GIVEN TEXT:
------------------------------------------------------------

# my 72 gallon at St Pauls



## rickwaines (Jan 2, 2011)

Time for a new thread.

I became the steward of this tank close to a year ago and this is where I have gotten it to. I like it a great deal and the recent acquisition of the peruvian angels sent it over the top.

fauna: 4 peruvian angels, 6 turquoise rainbowfish, 24 or so neons, a dozen cherry barbs, four halfbeaks, three siamese algae eaters, 4 corydora, juhlii I think, I forget. Three amano shrimp.

Fauna: a whole whak of plants.


----------



## macframalama (Apr 17, 2012)

nice fish, nice tank... good job and those angels are super nice.. good job.


----------



## Claudia (Apr 21, 2010)

Really nice, well done


----------



## gsdelcourt (Mar 22, 2012)

great job the tank looks very good, I will have to stop by and take a look next time I am at St-Paul's


----------



## jay_leask (Apr 22, 2010)

nice looking tank


----------



## sunshine_1965 (Aug 16, 2011)

Great job the tank looks fantastic.


----------



## Luke78 (Apr 24, 2010)

Very impressive layout Rick, everything in there seems to compliment one another! My favorite are those peruvian angels


----------



## gklaw (May 31, 2010)

Nice job. Make me want to visit St. Paul bow. Was in and out of VGH last year. Something like this would really add to the sterile environment.


----------



## Diztrbd1 (Apr 21, 2010)

Awesome job Rick!! Beautiful tank and fish without a doubt!!


----------



## bigfry (Apr 21, 2010)

Nice and clean. Great job!


----------



## Rastapus (Apr 21, 2010)

Very nice, well laid out and very healthy fish!


----------



## rickwaines (Jan 2, 2011)

Just noticed all the tank love!!!!
Special thanks to IPU and J&L for their support of this endeavor!

Rick


----------



## rickwaines (Jan 2, 2011)

------------------------------------------------------------

RECORDED INFORMATION:
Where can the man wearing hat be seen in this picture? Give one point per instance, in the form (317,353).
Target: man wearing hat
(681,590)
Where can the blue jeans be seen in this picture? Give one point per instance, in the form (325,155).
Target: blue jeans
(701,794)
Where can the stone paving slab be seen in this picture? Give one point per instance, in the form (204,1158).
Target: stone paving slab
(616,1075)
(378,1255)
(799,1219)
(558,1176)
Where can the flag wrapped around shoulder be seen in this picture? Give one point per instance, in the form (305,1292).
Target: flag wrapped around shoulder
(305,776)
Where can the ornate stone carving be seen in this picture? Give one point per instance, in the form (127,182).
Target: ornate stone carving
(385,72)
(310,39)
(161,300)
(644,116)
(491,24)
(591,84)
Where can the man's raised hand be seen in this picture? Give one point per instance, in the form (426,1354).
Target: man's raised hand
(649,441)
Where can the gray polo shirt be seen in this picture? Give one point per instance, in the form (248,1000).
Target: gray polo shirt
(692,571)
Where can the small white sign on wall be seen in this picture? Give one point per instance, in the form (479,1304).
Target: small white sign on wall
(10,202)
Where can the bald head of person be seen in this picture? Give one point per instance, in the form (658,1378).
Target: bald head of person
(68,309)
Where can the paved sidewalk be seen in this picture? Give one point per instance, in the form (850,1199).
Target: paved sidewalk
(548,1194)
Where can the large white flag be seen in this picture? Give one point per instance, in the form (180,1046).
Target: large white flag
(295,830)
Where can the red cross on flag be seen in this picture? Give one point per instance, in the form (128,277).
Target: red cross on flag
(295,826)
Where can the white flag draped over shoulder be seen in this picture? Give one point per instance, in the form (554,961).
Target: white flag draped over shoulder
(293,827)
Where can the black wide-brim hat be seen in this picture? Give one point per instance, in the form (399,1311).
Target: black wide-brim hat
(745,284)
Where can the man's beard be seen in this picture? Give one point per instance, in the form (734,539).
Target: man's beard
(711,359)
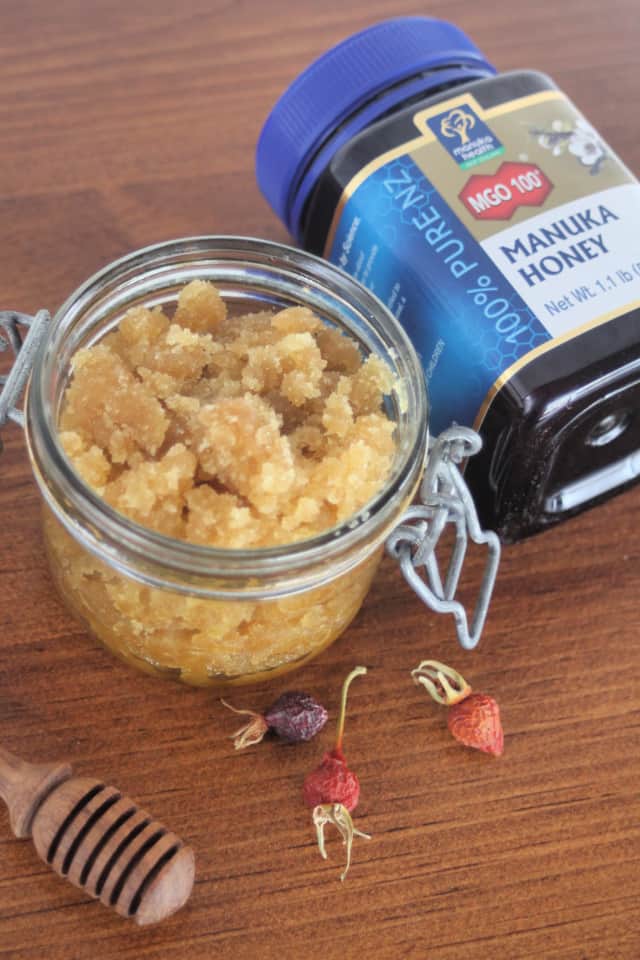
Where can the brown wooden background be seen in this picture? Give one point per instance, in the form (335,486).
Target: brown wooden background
(125,123)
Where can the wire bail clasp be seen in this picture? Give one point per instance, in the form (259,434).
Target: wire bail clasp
(446,499)
(25,347)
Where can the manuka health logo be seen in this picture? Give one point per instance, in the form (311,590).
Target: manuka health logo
(466,137)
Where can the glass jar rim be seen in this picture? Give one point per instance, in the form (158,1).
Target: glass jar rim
(163,560)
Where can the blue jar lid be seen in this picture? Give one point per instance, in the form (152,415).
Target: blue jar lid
(349,87)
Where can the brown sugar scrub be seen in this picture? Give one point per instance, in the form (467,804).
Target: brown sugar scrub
(226,431)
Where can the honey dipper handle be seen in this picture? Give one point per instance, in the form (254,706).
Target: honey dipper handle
(24,786)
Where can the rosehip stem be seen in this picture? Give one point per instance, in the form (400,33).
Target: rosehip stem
(339,816)
(356,672)
(444,684)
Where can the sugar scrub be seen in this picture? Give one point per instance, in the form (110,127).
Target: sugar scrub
(229,431)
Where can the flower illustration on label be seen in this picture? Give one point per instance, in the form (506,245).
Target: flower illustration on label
(457,123)
(580,140)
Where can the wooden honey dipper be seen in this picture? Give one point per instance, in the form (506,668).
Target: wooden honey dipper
(98,839)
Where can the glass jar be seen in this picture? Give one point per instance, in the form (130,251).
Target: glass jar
(200,614)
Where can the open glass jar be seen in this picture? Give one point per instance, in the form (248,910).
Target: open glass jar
(209,615)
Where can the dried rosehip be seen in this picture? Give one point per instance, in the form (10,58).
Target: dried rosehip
(475,721)
(474,718)
(332,789)
(294,716)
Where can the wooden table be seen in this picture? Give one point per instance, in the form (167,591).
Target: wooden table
(124,124)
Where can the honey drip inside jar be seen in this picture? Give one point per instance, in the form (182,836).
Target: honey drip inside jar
(235,432)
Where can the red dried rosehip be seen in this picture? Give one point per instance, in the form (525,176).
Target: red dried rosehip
(332,782)
(294,717)
(475,721)
(332,789)
(474,718)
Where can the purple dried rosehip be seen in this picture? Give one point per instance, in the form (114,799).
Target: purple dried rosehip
(294,716)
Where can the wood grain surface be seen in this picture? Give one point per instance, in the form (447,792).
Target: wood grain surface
(123,124)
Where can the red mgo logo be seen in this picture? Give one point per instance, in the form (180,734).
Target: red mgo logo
(498,196)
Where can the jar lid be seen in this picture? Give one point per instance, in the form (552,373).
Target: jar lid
(344,79)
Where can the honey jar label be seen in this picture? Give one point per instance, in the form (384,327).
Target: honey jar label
(492,235)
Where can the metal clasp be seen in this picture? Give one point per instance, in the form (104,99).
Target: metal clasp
(25,348)
(446,499)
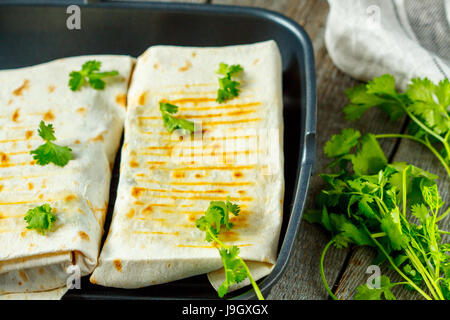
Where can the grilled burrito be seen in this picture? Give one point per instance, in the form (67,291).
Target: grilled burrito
(167,180)
(88,121)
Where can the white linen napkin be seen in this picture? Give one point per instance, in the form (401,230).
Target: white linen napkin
(406,38)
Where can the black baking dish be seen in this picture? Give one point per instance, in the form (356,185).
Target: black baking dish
(35,32)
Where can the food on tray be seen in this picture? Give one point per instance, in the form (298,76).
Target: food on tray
(225,144)
(57,149)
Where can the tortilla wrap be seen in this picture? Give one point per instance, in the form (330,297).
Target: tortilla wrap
(88,121)
(167,181)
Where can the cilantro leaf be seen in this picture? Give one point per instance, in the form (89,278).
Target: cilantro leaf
(50,152)
(380,92)
(364,292)
(216,219)
(170,122)
(234,269)
(370,158)
(392,226)
(46,132)
(88,74)
(40,218)
(228,88)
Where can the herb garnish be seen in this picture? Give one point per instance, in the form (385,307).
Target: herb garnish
(40,218)
(215,220)
(425,103)
(228,87)
(170,122)
(50,152)
(88,74)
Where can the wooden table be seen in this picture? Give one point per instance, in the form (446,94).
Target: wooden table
(344,269)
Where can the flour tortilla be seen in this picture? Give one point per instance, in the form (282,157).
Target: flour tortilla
(153,238)
(90,122)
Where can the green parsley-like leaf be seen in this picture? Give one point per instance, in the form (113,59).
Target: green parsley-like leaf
(50,152)
(366,293)
(40,218)
(370,158)
(170,122)
(228,88)
(234,269)
(88,74)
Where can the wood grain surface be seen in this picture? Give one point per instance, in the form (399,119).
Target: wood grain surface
(344,269)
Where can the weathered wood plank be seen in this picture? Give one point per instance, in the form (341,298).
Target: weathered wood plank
(302,279)
(355,275)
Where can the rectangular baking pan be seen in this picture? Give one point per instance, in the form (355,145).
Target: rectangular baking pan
(33,32)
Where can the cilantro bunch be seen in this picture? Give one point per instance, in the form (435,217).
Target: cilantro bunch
(89,74)
(170,122)
(229,88)
(215,220)
(426,104)
(393,208)
(50,152)
(40,218)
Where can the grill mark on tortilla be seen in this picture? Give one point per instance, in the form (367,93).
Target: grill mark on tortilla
(200,183)
(83,235)
(16,140)
(156,162)
(186,191)
(18,92)
(15,116)
(142,98)
(37,256)
(8,165)
(190,100)
(122,99)
(249,167)
(210,246)
(186,67)
(203,116)
(30,177)
(23,275)
(140,190)
(157,232)
(227,106)
(214,123)
(49,116)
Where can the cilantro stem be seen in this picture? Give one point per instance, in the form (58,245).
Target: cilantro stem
(250,277)
(410,282)
(426,144)
(322,273)
(379,234)
(252,281)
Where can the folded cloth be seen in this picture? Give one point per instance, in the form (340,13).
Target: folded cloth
(406,38)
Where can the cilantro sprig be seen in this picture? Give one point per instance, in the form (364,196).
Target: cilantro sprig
(40,218)
(426,104)
(50,152)
(228,88)
(89,74)
(394,208)
(170,122)
(215,220)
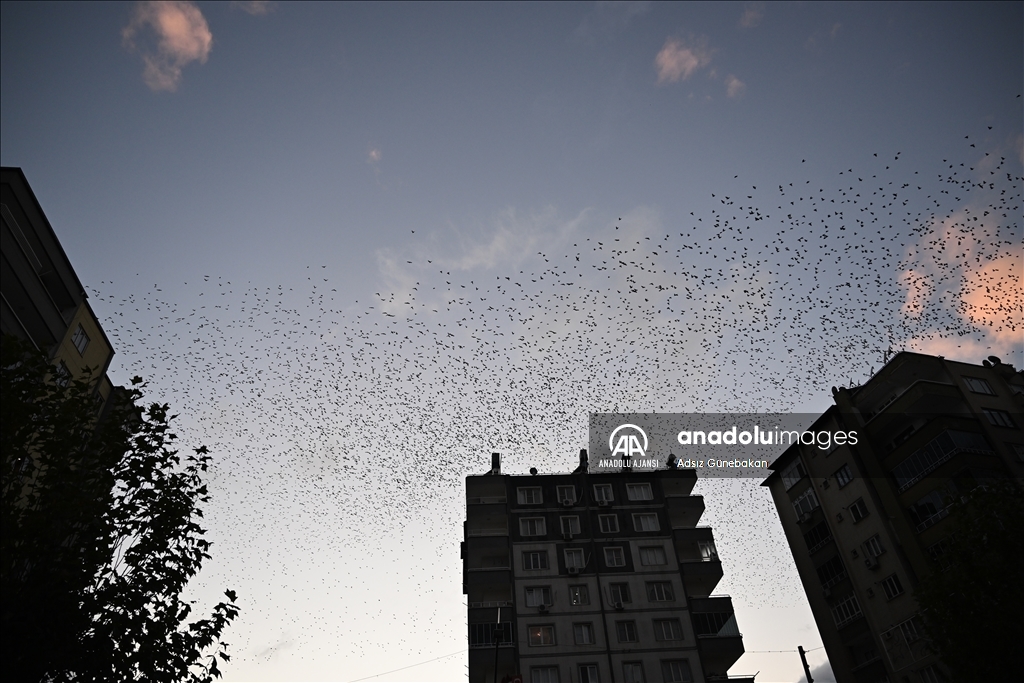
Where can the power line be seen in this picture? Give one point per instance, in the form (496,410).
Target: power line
(383,673)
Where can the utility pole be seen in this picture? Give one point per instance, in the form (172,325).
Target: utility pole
(803,657)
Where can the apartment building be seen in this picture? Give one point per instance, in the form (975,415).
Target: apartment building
(41,297)
(583,577)
(867,521)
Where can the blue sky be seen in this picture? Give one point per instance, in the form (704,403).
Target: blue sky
(350,156)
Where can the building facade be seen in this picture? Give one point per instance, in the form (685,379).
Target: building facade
(866,522)
(581,578)
(41,297)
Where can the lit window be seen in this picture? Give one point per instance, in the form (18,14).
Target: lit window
(633,672)
(677,671)
(668,629)
(652,556)
(541,635)
(639,492)
(538,595)
(574,558)
(659,591)
(609,523)
(614,557)
(532,526)
(570,525)
(709,552)
(583,634)
(858,510)
(620,593)
(978,385)
(544,675)
(892,586)
(537,559)
(80,339)
(793,474)
(579,595)
(529,496)
(645,522)
(998,418)
(566,494)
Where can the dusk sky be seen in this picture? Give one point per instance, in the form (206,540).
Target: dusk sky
(358,247)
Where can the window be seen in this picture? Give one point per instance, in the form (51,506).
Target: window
(574,558)
(858,510)
(614,557)
(668,629)
(544,675)
(532,526)
(80,339)
(677,671)
(537,559)
(639,492)
(646,521)
(538,595)
(609,523)
(583,634)
(570,525)
(659,591)
(978,385)
(709,552)
(652,556)
(626,632)
(529,496)
(633,672)
(794,473)
(998,418)
(541,635)
(620,593)
(566,494)
(806,503)
(873,546)
(892,586)
(579,595)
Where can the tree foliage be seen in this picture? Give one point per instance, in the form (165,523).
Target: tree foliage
(973,606)
(100,535)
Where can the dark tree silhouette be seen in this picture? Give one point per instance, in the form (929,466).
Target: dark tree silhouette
(100,535)
(973,605)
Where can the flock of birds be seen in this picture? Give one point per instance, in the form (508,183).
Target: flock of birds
(338,426)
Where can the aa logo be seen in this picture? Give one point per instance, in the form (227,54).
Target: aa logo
(629,442)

------------------------------------------------------------

INSTRUCTIONS:
A. Decide whether each statement agrees with the tank thread. Answer yes or no, and quote the thread's words that settle it. (i) The tank holds three Amano shrimp. (ii) Rick had been looking after the tank for about five years. (iii) gsdelcourt plans to stop by and see the tank on a later visit to St-Paul's.
B. Go on with the tank thread from the point where it stops.
The data above comes from a different source than the tank thread.

RESULTS BY TASK:
A.
(i) Yes: "Three amano shrimp."
(ii) No: "I became the steward of this tank close to a year ago"
(iii) Yes: "I will have to stop by and take a look next time I am at St-Paul's"

B.
P.S. On Friday I was in maing some changes, like some nutrients for the Vals and noticed a juevi Cherry Barb. Soooo cute. Don't suppose he will be there on Tuesday when I am in again with those Angels... nothing quite like live food!

Rick


----------



## neven (May 15, 2010)

Great work!! had i known about this tank at st Paul.s I'd have definitely given it a look when i was working on the new MRI there.

Sent from my SAMSUNG-SGH-I896 using Xparent Green Tapatalk 2


----------



## rickwaines (Jan 2, 2011)

well, next time you are there give me a heads up and I can show you the tank. If not, it is on 10D Providence.


----------



## rickwaines (Jan 2, 2011)

goin C02. stay tuned.


----------



## rickwaines (Jan 2, 2011)

The latest from my hospital tank. Scalare-ville.

https://picasaweb.google.com/105892293859816273387/20120803#5772592158235561378


----------



## crazy72 (Apr 22, 2010)

Beautiful. And kudos to you for doing this.


----------



## Luke78 (Apr 24, 2010)

Rick,

A nicely laid out setup, like how the drift wood is placed, and choice of plants.What kind of substrate you using in there? Keep the updates coming, i am sure the hospital is enjoying this one!


----------



## Momobobo (Sep 28, 2010)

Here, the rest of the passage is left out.